Questions:
1 – Please check each statement against the Ebrahim Fathi profile and answer yes or no, quoting the words from the profile that decide it: (a) Fathi was born in Najafabad. (b) Fathi won a silver medal at the 2009 world Wushu championship in Canada. (c) Fathi has been active since 1996.
2 – According to the Ebrahim Fathi profile, at which event held in Indonesia in 2013 did Fathi win a gold medal?
3 – Using the medal record in the Ebrahim Fathi profile, explain what Fathi's silver medals from 2011, 2012 and 2015 show about where he placed.

Source document:
--- START ---
Personal information
- Native name: ابراهیم فتحی
- Nationality: Iranian
- Born: Najafabad, Iran
- Years active: 1996- present

Sport
- Sport: Wushu

Medal record
Representing Iran
Wushu men
Asian Wushu championship 2008 Macau
| Gold medal – first place | 2008 Macau | Duilian |
world Wushu championship 2009 Canada
| Gold medal – first place | 2009 Canada | Duilian |
World Wushu championship 2011 Turkey
| Silver medal – second place | 2011 Turkey | Duilian |
Asian Wushu Championship 2012 Vietnam
| Silver medal – second place | 2012 Vietnam | Duilian |
Islamic Solidarity games 2013 Indonesia
| Gold medal – first place | 2013 Indonesia | Duilian |
World Wushu championship 2013 Malaysia
| Gold medal – first place | 2013 Malaysia | Duilian |
World Wushu championship 2015 Indonesia
| Silver medal – second place | 2015 Indonesia | Duilian |

= Ebrahim Fathi =

Iranian wushu athlete

Ebrahim Fathi oregani (ابراهیم فتحی; born September 21, 1982) is an Iranian wushu athlete.
--- END ---
[Stored records]
--- START ---
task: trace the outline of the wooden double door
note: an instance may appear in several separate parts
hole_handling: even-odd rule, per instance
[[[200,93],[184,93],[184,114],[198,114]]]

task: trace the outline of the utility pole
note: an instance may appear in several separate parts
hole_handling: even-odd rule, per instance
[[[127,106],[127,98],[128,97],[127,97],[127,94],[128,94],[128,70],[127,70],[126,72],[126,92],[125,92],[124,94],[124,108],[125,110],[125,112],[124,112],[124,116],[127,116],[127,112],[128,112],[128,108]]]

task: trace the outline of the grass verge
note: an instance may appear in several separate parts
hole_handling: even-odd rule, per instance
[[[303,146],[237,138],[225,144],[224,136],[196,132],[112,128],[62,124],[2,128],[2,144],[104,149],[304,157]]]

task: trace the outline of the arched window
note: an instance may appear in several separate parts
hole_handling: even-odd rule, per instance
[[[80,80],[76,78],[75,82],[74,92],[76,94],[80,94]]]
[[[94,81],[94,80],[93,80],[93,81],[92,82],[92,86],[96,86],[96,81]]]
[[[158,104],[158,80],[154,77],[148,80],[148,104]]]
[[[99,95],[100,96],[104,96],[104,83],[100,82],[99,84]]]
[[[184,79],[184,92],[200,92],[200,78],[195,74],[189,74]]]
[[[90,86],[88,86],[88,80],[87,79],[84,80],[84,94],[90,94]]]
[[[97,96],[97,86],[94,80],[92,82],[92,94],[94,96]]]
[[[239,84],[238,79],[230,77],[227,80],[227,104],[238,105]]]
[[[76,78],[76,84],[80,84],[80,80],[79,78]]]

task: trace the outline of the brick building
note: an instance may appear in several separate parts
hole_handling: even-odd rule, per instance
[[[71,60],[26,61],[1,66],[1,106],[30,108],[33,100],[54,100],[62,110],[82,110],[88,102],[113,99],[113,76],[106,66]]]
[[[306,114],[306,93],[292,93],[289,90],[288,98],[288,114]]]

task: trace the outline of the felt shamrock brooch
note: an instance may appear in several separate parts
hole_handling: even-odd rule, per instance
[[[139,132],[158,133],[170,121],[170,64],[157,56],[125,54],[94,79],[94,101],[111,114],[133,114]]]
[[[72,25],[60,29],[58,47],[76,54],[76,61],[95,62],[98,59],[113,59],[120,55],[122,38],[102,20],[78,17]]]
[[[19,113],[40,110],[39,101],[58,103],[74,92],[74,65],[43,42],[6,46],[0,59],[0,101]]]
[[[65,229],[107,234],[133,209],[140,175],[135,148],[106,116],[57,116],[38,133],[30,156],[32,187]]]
--- END ---
Answers per task:
1 –
(a) Yes: "Born: Najafabad, Iran"
(b) No: "| Gold medal – first place | 2009 Canada | Duilian |"
(c) Yes: "Years active: 1996- present"

2 – The Islamic Solidarity games 2013 Indonesia.

3 – The record lists each of these silvers as "Silver medal – second place." So at the 2011 World Wushu championship in Turkey, the 2012 Asian Wushu Championship in Vietnam and the 2015 World Wushu championship in Indonesia, he finished second in Duilian.